# What is required
Return each line in the rows below that contains the string "reads". Matching is case-sensitive.

[start Dataset excerpts]

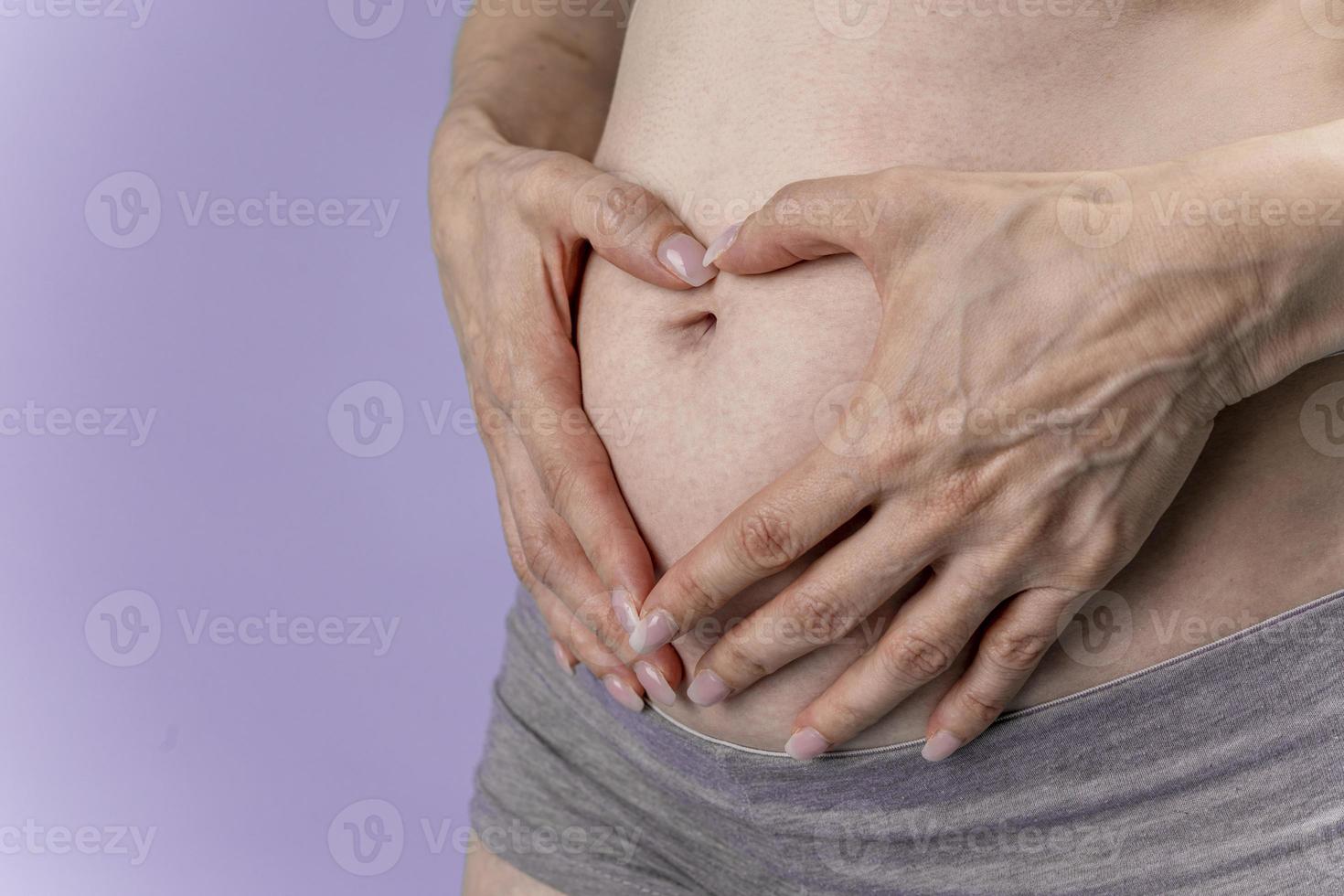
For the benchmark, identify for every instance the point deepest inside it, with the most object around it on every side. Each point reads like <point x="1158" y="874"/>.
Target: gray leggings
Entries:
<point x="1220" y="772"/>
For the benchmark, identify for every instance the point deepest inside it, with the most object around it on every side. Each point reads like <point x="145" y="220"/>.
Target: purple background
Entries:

[end Dataset excerpts]
[start Dataset excerpts]

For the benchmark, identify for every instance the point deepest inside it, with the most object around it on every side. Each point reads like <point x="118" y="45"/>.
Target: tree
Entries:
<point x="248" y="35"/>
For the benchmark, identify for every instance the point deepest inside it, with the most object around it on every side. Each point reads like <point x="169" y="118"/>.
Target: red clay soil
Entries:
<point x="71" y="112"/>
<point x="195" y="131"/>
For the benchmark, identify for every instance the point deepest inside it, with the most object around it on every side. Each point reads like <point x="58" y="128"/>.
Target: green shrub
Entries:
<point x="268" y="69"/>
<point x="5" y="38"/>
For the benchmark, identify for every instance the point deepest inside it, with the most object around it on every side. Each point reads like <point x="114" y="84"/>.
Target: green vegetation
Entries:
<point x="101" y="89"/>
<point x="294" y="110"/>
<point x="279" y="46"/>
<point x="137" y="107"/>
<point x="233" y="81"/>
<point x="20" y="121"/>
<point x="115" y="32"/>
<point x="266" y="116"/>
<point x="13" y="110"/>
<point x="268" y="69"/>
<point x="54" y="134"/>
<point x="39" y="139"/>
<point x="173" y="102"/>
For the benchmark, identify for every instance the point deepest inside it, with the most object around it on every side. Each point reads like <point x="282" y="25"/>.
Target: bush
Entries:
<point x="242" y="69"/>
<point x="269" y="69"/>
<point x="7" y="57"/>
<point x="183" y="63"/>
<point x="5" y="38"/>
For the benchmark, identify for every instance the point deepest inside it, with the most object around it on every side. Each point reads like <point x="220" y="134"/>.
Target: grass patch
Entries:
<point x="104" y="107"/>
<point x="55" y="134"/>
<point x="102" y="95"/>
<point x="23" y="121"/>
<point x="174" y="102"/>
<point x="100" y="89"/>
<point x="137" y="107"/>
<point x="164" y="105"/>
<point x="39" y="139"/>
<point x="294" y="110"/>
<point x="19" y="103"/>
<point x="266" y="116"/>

[end Dataset excerpts]

# Task solution
For the benchmark, identify for every instance the point deepest inside it, with the most object around it on every side. Each point reads like <point x="1158" y="874"/>.
For the benchmark, identify for every instance the point deepest inside it, with the most object around it on every side. Each point reads like <point x="145" y="220"/>.
For the benchmark, identify for every instance the point deepest inside it, with the most object around it on every side. Each point reads like <point x="118" y="45"/>.
For the benchmark, identify for every instance the point deepest inside it, with the most object around it on every side. Each point reads like <point x="169" y="118"/>.
For the benchmark, identify for every instance the point deepest inside it, with the most object around it on every side. Each point reads like <point x="58" y="128"/>.
For the benchmark, identify for every instance the point deepest inside it, with the most object around it on every side. Each point reads like <point x="114" y="84"/>.
For the benchmark, identify for every instance the point deepest inside it, with the most object around it on every side. Each point reads like <point x="282" y="25"/>.
For the benchmark, identify for every instance the point deepest inside it, with the most object around it on every side. Each point reads like <point x="220" y="134"/>.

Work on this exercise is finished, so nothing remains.